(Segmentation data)
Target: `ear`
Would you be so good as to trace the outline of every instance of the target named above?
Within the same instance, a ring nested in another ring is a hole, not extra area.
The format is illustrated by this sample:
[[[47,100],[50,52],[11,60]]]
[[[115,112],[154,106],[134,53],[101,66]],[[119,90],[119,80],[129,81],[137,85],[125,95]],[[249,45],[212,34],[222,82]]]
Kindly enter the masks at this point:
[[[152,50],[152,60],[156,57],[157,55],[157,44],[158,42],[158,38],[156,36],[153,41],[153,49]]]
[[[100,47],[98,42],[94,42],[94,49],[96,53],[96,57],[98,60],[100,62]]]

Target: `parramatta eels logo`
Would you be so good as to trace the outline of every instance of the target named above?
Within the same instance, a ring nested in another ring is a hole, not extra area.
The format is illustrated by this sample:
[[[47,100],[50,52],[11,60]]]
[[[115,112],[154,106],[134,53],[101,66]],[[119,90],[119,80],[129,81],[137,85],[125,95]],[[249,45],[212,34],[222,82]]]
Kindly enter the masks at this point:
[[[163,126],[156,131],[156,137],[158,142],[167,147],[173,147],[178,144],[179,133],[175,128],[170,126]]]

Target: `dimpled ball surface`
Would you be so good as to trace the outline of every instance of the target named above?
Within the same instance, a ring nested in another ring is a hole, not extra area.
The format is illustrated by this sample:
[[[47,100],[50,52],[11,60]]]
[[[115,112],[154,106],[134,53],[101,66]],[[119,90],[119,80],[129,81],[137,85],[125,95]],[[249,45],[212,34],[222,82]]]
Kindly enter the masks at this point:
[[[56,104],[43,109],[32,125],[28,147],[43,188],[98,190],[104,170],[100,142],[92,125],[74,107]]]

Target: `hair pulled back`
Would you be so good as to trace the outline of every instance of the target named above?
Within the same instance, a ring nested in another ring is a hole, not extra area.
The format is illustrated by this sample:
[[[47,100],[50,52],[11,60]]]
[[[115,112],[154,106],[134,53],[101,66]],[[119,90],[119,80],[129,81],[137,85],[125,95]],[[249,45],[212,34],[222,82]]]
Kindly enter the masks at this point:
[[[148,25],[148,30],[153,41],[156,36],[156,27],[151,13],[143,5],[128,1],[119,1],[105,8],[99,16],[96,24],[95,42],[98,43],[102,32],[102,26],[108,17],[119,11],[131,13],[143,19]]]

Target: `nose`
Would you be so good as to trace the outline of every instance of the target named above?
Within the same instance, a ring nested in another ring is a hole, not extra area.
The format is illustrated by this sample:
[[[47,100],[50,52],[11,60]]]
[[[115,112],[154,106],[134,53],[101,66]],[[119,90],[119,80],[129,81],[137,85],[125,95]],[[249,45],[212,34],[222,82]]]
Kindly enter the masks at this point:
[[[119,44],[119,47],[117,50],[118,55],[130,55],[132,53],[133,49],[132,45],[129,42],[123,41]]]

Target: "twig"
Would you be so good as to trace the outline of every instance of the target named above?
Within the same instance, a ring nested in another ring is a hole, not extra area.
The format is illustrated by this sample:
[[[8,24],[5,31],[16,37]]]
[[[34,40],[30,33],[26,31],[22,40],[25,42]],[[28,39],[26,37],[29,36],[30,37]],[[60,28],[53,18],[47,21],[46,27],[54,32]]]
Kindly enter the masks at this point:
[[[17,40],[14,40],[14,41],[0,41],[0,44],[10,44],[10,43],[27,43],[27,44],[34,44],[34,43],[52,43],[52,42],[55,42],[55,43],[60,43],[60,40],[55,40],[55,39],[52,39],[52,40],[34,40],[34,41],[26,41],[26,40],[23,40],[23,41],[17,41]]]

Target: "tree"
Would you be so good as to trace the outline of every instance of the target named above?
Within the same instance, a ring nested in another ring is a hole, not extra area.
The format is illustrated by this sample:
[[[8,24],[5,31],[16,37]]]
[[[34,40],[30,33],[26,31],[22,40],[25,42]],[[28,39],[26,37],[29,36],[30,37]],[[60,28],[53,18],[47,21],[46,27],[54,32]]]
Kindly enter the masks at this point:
---
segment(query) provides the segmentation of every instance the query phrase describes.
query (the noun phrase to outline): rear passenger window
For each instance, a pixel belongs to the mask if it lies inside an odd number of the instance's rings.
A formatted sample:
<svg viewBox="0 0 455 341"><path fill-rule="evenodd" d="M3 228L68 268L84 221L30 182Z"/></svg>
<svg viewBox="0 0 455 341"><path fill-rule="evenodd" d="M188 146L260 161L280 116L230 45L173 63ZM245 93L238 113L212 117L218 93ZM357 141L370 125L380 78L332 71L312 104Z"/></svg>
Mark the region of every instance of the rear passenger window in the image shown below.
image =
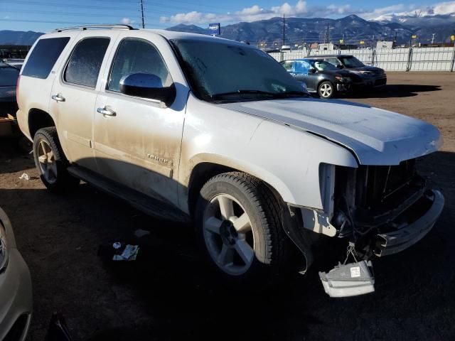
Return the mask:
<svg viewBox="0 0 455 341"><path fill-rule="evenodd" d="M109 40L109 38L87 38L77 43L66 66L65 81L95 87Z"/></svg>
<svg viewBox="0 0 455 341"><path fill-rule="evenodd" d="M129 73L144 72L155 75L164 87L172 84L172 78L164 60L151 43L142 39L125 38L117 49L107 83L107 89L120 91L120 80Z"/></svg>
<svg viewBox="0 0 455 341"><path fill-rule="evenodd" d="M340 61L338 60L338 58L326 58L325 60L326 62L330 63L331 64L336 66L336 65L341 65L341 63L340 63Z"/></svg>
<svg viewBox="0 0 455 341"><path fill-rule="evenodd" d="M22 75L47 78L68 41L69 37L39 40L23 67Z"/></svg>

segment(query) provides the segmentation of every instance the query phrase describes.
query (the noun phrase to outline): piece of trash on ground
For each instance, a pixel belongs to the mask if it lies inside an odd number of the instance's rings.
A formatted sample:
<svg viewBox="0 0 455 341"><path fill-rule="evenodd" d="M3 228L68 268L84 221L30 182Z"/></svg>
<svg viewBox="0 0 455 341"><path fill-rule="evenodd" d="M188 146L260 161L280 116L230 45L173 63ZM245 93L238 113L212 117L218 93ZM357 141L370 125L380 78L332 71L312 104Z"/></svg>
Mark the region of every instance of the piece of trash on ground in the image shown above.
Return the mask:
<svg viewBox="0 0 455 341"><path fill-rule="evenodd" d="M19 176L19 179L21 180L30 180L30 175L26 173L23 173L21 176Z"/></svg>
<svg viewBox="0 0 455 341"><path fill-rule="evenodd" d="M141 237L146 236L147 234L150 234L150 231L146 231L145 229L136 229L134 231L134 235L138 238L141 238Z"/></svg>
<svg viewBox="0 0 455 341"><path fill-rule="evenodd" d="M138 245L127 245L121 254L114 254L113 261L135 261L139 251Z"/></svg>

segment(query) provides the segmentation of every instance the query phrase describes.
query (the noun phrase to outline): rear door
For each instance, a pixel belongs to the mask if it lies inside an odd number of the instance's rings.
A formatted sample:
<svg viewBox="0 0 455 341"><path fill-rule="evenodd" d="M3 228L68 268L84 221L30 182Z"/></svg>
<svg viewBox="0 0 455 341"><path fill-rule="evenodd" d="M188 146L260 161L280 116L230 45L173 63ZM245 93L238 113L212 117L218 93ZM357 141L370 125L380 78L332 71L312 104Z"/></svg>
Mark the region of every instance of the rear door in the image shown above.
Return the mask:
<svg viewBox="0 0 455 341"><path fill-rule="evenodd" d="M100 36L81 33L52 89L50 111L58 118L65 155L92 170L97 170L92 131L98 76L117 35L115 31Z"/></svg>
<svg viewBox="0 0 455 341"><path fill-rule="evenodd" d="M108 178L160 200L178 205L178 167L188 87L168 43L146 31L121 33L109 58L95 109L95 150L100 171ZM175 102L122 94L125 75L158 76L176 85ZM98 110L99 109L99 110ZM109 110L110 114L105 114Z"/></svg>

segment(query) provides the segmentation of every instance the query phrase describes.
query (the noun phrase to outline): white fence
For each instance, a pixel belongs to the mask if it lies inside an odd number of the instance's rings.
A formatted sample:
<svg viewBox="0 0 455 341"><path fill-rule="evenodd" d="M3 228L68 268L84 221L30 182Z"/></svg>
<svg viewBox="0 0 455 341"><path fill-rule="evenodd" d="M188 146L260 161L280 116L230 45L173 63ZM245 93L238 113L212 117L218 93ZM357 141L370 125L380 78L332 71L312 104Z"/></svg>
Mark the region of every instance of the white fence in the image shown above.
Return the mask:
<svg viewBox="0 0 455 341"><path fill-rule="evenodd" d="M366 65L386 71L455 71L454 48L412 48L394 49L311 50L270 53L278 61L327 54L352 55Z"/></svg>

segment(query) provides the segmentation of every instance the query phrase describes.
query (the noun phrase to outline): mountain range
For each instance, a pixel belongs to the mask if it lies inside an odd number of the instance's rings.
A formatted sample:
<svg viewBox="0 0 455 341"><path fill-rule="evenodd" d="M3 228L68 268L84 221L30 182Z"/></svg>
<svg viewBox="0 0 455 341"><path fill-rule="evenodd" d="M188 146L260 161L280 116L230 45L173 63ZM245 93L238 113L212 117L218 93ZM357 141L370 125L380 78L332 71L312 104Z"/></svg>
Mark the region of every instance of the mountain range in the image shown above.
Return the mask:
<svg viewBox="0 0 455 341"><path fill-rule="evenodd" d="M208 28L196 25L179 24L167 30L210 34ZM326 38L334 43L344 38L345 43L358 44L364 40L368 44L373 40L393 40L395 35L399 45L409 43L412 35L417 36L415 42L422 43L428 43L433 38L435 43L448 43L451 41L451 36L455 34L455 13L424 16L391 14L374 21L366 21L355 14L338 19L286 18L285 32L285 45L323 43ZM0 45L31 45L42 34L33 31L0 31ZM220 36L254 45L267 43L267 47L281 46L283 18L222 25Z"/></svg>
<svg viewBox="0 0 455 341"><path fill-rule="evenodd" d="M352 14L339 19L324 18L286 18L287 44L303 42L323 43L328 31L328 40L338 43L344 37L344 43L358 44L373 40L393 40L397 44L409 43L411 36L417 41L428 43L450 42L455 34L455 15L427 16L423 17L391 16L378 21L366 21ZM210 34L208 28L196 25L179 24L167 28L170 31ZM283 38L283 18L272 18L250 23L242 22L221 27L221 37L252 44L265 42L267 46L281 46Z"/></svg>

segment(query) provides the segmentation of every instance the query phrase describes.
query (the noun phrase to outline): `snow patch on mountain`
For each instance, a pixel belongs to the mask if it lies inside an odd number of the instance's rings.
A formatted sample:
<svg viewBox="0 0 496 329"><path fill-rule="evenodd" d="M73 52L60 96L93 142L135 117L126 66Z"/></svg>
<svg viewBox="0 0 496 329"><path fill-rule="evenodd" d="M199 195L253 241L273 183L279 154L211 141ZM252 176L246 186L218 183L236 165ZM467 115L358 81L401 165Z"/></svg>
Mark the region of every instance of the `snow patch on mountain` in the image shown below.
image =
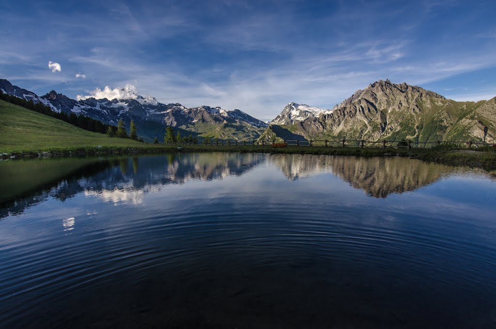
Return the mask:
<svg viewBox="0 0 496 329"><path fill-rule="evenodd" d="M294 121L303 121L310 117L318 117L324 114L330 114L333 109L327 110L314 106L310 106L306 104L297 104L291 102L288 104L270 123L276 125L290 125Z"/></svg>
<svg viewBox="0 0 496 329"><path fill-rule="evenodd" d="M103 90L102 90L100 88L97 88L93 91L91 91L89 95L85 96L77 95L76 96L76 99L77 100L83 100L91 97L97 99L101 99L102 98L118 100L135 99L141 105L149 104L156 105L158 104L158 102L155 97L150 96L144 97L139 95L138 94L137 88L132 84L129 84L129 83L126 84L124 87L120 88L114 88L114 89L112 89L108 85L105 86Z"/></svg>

### YOUR GOAL
From the listing above, collect every line that contains the string "below". Case counts.

### RESPONSE TO THIS TASK
Mark the region of every instance of the rear passenger window in the image shown below.
Mark the region of every instance of the `snow patch on mountain` in the image shown below.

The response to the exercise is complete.